■ STATED EXERCISE ■
Please copy the listing below word for word, keeping every line in its original order.

■ MATERIAL PROVIDED ■

§

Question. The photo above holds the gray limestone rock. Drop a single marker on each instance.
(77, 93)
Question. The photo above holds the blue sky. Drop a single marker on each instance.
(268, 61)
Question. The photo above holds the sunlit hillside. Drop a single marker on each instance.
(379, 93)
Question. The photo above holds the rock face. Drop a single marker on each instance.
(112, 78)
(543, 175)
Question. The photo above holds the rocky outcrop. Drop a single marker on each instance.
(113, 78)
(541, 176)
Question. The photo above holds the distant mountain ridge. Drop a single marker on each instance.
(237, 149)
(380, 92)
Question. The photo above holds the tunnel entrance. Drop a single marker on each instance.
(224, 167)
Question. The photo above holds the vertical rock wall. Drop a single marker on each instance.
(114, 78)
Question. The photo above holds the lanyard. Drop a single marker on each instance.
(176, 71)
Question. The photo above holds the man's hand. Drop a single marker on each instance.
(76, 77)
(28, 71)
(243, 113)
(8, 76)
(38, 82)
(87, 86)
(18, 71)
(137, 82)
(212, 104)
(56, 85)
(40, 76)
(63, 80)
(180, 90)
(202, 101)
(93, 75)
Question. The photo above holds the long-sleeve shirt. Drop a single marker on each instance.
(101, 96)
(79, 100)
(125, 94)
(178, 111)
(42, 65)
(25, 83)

§

■ SOLUTION TO THE EXERCISE ■
Question. The photo above holds the gray limestone rock. Drop a single marker on each instance.
(77, 93)
Question. The photo above holds the blue sky. Drop a single marker on each instance.
(268, 61)
Question. The photo above holds the sunlit hillside. Drop a single marker on each instance.
(379, 93)
Question. The photo above holds the rock face. Drop a single marker on each instance.
(112, 78)
(543, 175)
Question. The photo above holds the rocky outcrop. Drop a single marker on each instance.
(113, 78)
(541, 176)
Question. The photo above holds the distant mountain ridge. Drop a single marker on each instance.
(237, 149)
(380, 92)
Question. The photo above holds the tunnel entrance. Drop a single marker on each instance.
(224, 167)
Question. The photo above holds the vertical rock wall. Drop a single marker on each instance.
(114, 78)
Question. The photo above holds the lanyard. Drop a single marker on each instance.
(176, 71)
Question. The photo above holds the man's hand. Drop a single marker on each instance.
(76, 77)
(28, 71)
(243, 113)
(8, 76)
(38, 82)
(87, 86)
(18, 71)
(137, 82)
(212, 104)
(56, 85)
(40, 76)
(63, 80)
(180, 90)
(202, 101)
(93, 75)
Question. The photo above holds the long-sleeve shirt. Drop a single marker on each instance.
(101, 96)
(79, 100)
(125, 94)
(178, 111)
(42, 65)
(25, 83)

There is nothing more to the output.